*** Data extracts Section Begins ***

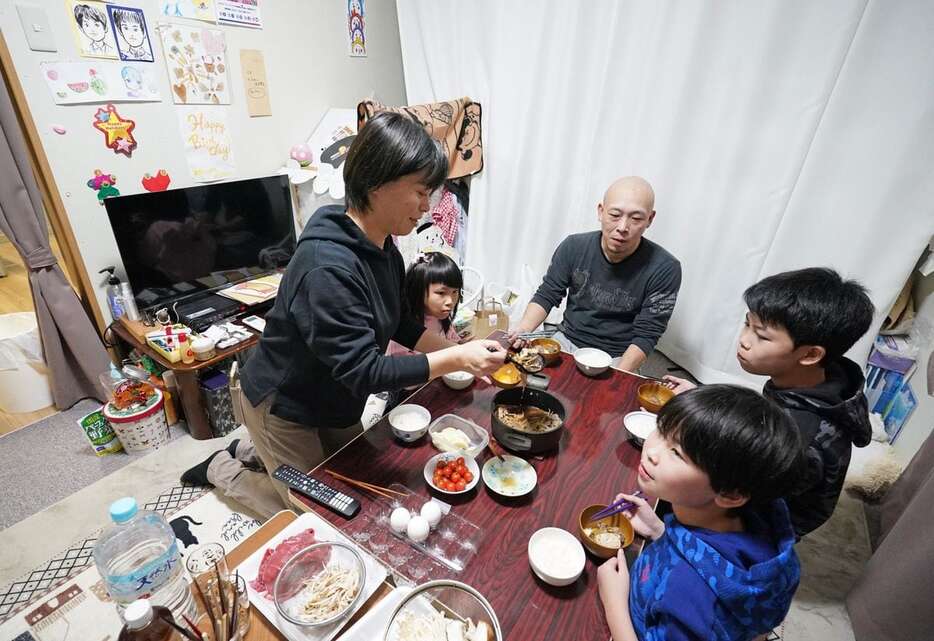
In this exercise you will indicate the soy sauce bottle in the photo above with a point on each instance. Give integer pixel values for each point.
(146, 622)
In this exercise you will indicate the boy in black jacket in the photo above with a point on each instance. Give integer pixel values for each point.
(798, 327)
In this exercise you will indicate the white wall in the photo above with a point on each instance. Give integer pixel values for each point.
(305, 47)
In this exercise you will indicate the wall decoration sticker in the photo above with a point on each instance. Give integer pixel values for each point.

*** Data extracts Section Ends ***

Problem details |
Starting at the line that contains "In this exercise you will indicate the white", quote each remaining line of the entries above, unchanged.

Worked solution |
In this exercise you will indicate the white wall in the photo above with a point on each instance. Give integer pixel values for each point.
(305, 47)
In this exercise you will indicate the wall decoration sticker in the photo above with a point on each instance. Give integer pixel values for each point.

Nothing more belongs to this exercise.